-- Opening Marker --

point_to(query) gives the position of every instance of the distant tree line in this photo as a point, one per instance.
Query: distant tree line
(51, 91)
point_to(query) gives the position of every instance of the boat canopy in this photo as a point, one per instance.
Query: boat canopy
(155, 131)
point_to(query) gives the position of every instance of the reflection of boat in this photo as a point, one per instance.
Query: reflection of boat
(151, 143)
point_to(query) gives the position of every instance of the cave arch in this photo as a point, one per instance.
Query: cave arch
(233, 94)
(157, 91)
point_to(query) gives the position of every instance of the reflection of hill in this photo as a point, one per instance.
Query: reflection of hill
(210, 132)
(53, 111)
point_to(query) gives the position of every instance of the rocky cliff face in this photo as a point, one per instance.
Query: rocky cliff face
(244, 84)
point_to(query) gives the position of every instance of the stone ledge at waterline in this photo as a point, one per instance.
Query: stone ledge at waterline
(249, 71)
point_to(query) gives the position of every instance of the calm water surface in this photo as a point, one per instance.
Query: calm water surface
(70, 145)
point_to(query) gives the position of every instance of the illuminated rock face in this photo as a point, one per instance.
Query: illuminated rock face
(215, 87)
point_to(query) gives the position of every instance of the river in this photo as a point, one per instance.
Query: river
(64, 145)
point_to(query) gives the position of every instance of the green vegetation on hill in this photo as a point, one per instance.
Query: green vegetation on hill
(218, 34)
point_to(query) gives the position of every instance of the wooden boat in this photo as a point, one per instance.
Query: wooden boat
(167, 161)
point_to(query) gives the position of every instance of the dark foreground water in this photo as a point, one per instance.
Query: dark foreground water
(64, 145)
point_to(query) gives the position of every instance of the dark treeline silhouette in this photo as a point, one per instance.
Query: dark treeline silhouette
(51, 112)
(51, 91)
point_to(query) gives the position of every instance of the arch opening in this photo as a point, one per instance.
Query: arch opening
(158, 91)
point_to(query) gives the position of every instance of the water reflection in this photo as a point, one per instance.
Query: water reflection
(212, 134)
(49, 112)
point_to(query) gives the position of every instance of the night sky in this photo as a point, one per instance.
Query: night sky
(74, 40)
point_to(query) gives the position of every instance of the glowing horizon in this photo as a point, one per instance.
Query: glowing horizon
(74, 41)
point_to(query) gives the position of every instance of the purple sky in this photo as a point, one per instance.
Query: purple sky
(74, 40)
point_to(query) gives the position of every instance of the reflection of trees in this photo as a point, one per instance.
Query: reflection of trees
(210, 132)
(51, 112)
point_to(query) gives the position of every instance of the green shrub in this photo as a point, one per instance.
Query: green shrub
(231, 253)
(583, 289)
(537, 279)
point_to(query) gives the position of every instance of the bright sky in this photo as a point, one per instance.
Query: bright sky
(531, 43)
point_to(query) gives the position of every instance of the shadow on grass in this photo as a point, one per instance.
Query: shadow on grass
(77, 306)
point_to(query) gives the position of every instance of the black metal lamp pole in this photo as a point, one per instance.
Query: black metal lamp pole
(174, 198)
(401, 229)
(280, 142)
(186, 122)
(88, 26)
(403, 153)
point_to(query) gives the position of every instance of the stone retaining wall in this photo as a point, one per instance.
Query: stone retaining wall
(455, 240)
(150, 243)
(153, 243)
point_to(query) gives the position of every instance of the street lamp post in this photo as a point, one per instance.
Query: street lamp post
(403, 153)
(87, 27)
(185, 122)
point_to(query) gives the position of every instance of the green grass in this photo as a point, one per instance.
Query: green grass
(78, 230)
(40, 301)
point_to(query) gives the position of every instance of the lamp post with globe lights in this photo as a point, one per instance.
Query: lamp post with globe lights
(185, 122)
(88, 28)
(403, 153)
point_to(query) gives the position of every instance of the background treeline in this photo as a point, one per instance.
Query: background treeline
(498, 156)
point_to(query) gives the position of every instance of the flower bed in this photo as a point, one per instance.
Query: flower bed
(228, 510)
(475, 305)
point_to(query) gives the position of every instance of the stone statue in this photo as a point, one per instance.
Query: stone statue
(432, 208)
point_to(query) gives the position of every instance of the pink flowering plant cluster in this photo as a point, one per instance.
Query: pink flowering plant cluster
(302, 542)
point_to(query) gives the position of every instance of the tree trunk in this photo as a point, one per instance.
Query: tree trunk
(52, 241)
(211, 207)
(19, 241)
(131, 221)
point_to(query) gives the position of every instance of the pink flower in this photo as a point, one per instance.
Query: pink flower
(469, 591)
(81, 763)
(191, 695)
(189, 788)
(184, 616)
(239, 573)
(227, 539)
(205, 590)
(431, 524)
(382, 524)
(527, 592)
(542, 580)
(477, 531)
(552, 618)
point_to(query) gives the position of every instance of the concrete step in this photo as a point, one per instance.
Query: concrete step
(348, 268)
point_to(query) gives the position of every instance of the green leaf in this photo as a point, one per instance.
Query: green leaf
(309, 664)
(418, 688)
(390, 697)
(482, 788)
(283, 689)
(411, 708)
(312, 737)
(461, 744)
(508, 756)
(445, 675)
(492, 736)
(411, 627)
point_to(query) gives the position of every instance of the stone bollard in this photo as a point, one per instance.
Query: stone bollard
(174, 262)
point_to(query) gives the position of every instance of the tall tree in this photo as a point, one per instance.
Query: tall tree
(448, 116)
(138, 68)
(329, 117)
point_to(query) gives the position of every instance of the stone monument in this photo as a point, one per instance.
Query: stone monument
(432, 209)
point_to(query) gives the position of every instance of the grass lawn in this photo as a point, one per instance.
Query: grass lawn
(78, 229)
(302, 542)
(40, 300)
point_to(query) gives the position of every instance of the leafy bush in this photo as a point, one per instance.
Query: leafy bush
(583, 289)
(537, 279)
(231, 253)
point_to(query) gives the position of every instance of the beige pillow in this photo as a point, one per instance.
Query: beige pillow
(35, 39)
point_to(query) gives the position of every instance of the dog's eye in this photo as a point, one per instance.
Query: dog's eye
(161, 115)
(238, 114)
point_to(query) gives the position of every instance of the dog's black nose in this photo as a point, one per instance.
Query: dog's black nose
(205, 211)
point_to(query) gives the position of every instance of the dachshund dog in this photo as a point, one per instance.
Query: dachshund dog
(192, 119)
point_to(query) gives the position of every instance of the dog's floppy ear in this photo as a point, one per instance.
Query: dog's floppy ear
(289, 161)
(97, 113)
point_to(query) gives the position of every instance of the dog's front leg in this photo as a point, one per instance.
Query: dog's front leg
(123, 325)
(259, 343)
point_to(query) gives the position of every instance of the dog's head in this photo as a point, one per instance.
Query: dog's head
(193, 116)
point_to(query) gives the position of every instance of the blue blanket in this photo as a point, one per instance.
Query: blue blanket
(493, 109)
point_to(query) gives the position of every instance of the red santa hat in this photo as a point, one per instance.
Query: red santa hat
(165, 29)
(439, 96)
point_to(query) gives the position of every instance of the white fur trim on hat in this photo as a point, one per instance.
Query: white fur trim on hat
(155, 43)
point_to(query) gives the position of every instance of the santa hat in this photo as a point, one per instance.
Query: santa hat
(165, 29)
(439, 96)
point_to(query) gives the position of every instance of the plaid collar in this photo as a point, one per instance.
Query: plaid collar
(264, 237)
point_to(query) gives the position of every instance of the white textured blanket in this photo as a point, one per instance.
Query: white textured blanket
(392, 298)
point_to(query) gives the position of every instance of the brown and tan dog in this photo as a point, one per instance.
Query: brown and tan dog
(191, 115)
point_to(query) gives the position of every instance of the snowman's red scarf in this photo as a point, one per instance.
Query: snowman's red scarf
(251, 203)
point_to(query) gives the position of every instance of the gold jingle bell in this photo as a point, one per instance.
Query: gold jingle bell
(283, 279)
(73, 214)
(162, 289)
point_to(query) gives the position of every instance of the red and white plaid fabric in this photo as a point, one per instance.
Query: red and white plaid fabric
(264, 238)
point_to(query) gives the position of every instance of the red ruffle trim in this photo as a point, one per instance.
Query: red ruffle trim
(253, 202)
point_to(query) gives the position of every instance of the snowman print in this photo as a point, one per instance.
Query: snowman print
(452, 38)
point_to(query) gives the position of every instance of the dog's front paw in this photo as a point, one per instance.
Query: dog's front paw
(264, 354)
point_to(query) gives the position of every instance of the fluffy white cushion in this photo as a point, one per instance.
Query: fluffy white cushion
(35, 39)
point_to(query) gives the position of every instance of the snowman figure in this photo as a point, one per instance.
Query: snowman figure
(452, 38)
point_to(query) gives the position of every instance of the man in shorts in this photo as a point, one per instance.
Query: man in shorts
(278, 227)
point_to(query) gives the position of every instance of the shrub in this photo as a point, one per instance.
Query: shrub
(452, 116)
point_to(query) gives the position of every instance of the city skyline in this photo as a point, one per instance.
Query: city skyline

-- Closing Marker --

YOUR ASSIGNMENT:
All the lines that hold the word "skyline" must appear in the answer, copied from the records.

YOUR SOLUTION:
point_to(query) gives the position of every instance of the city skyline in this photo as a point, one per instance.
Query: city skyline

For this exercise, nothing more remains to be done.